• Position identification records:
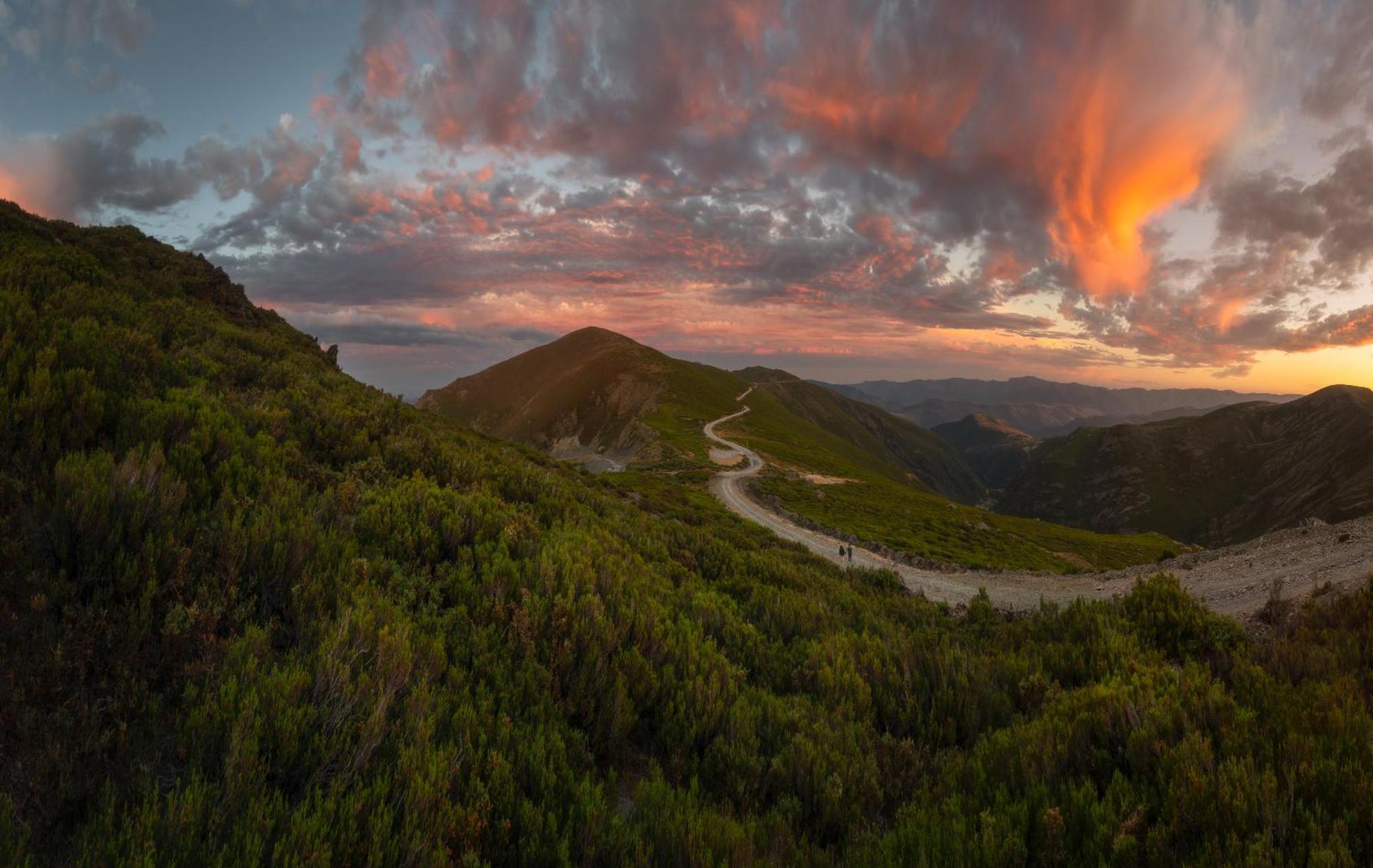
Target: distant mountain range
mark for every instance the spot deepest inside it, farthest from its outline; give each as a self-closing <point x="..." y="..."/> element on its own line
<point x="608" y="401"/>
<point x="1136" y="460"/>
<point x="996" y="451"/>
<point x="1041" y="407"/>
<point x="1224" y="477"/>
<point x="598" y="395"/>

---

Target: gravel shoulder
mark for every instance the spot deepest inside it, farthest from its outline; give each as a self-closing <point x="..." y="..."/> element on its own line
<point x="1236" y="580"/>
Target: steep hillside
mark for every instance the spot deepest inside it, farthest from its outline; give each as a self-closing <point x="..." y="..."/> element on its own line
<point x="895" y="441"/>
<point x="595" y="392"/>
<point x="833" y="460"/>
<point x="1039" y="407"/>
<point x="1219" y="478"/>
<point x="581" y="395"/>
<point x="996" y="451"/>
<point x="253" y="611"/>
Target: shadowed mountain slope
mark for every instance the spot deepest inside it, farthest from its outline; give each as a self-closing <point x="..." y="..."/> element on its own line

• Exercise objective: Collect every line above that contains the word "mountain", copying each one in full.

• Response:
Target: distant mountain range
Target: shadowed mountain slope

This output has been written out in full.